TASK MATERIAL -
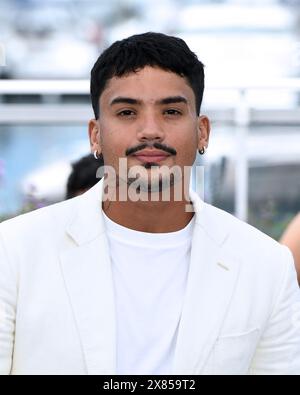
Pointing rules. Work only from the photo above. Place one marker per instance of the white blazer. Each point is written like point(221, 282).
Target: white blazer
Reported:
point(241, 312)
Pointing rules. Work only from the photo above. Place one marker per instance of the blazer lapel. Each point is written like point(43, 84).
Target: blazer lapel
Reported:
point(87, 273)
point(211, 281)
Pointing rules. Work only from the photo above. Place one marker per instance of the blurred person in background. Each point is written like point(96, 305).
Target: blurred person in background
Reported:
point(291, 238)
point(100, 284)
point(83, 175)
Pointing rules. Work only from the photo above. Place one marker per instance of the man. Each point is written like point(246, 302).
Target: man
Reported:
point(83, 176)
point(123, 280)
point(291, 239)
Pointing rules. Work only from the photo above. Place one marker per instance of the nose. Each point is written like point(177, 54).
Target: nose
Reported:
point(150, 128)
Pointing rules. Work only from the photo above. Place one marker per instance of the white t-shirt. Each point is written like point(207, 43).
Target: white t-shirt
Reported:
point(149, 272)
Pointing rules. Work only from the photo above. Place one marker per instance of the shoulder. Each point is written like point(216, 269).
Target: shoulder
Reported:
point(259, 252)
point(47, 220)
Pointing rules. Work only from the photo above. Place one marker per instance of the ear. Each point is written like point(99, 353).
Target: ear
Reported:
point(94, 136)
point(203, 131)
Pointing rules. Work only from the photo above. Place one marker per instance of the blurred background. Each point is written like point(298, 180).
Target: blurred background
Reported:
point(251, 50)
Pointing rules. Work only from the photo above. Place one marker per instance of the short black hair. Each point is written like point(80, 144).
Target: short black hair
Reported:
point(149, 49)
point(83, 175)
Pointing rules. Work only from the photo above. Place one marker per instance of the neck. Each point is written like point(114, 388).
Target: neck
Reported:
point(148, 215)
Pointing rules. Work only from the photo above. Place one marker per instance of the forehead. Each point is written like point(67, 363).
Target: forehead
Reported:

YOUR GOAL - Begin at the line that has "like point(177, 54)." and stop after the line that has "point(251, 50)". Write out those lines again, requests included, with every coordinate in the answered points multiplied by 0.6 and rounded to whole numbers, halves up, while the requests and their format samples stay unchanged.

THE COMPLETED TASK -
Pointing rules. Work only from the photo above. Place one marker per instance of the nose. Each point is written like point(177, 54).
Target: nose
Reported:
point(90, 77)
Pointing rules. Work only from the photo above. Place one marker per instance of the white t-shirt. Each point is written like point(207, 43).
Target: white t-shirt
Reported:
point(89, 163)
Pointing rules. Work only from the photo above. Place one marker per instance of the shoulder. Each point is written like point(216, 269).
Target: shoulder
Reported:
point(155, 151)
point(28, 132)
Pointing rules. Work only from the photo above. Place one marker per instance of the ear. Each point is written like point(99, 353).
Target: ear
Reported:
point(56, 82)
point(122, 79)
Pointing rules. Work only from the photo above. Place one marker per instance of the blurred background. Each point is written like point(298, 180).
Target: blurred background
Reported:
point(151, 30)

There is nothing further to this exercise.